• [提示された文章]
- - - - - - -
棚氷の崩壊はどんな影響が?温暖化や海面上昇の影響をご紹介

棚氷の崩壊はどんな影響が?温暖化や海面上昇の影響をご紹介

ここ数年、夏になる度に温暖化の脅威を実感されている方も多いでしょう。 温暖化の影響と思われる環境の変化は多く、北極圏や南極のような寒い地域でもそれが起こっています。

その一つがカナダ最後の棚氷と言われた「ミルン棚氷」の崩壊です。 ミルン棚氷は本当に温暖化の影響で崩壊してしまったのでしょうか。また、ミルン棚氷の崩壊は私たちの生活にどのような影響を与えるのでしょうか。

カナダ最後の棚氷「ミルン棚氷」が崩壊

陸上の氷河や氷床が海の上に押し出され、陸上につながったまま洋上にある氷を、棚氷(たなごおり)、もしくは氷棚(ひょうほう)などと呼びます。 かつてカナダの北極圏には、そんな棚氷がいくつも見られましたが、ほとんどが分裂や崩壊によって目にできなくなってしましました。 そんなカナダの北極圏の棚氷の中でも、唯一無傷であったミルン棚氷が、崩壊して半分ほど失われてしまった、と2020年の8月に報告がありました。
- - - - - - -
• [課題の概要 A]
リストのうち「of the lamp」を含む行からリストの最後の行までを、「Note for the class」を「Reminder for the class」に置き換えて書き直してください。それ以外は一切変えないでください。
棚氷に関する文章とこのあとのリストは、互いに関係のない別々の資料です。
- - - - - - -
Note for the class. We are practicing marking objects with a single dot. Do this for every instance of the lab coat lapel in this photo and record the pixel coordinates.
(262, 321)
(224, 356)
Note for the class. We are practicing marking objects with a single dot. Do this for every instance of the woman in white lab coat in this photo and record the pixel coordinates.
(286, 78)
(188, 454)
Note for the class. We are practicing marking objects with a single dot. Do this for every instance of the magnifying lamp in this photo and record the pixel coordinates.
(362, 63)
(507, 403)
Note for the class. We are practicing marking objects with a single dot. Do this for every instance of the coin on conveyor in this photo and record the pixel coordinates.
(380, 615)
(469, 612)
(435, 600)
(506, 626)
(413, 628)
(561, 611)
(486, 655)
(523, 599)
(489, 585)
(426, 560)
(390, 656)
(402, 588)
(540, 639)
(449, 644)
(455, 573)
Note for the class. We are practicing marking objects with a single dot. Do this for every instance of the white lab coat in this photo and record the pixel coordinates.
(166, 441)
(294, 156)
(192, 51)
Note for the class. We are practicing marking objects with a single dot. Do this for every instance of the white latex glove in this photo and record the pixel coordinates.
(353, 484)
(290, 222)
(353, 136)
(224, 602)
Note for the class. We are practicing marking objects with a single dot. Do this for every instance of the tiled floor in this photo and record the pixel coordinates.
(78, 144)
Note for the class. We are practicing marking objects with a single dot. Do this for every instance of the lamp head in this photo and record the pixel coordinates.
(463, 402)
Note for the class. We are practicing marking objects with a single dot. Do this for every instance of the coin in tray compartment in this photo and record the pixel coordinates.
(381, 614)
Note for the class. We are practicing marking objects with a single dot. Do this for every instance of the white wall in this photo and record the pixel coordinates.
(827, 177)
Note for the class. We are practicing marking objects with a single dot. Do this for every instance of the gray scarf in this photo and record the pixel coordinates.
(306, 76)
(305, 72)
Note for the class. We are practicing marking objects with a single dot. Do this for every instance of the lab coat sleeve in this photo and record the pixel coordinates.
- - - - - - -
• [課題の概要 B]
棚氷に関する文章について、次の問いに答えてください。
(i) 陸上につながったまま洋上にある氷は、棚氷のほかに何と呼ばれていますか。
(ii) ミルン棚氷は、どの国の最後の棚氷と言われていましたか。
(iii) ミルン棚氷が崩壊して半分ほど失われたという報告があったのは、いつですか。

• [解答全文 A]
Reminder for the class. We are practicing marking objects with a single dot. Do this for every instance of the lamp head in this photo and record the pixel coordinates.
(463, 402)
Reminder for the class. We are practicing marking objects with a single dot. Do this for every instance of the coin in tray compartment in this photo and record the pixel coordinates.
(381, 614)
Reminder for the class. We are practicing marking objects with a single dot. Do this for every instance of the white wall in this photo and record the pixel coordinates.
(827, 177)
Reminder for the class. We are practicing marking objects with a single dot. Do this for every instance of the gray scarf in this photo and record the pixel coordinates.
(306, 76)
(305, 72)
Reminder for the class. We are practicing marking objects with a single dot. Do this for every instance of the lab coat sleeve in this photo and record the pixel coordinates.

• [解答全文 B]
(i) 氷棚(ひょうほう)と呼ばれています。
(ii) カナダの最後の棚氷と言われていました。
(iii) 2020年の8月です。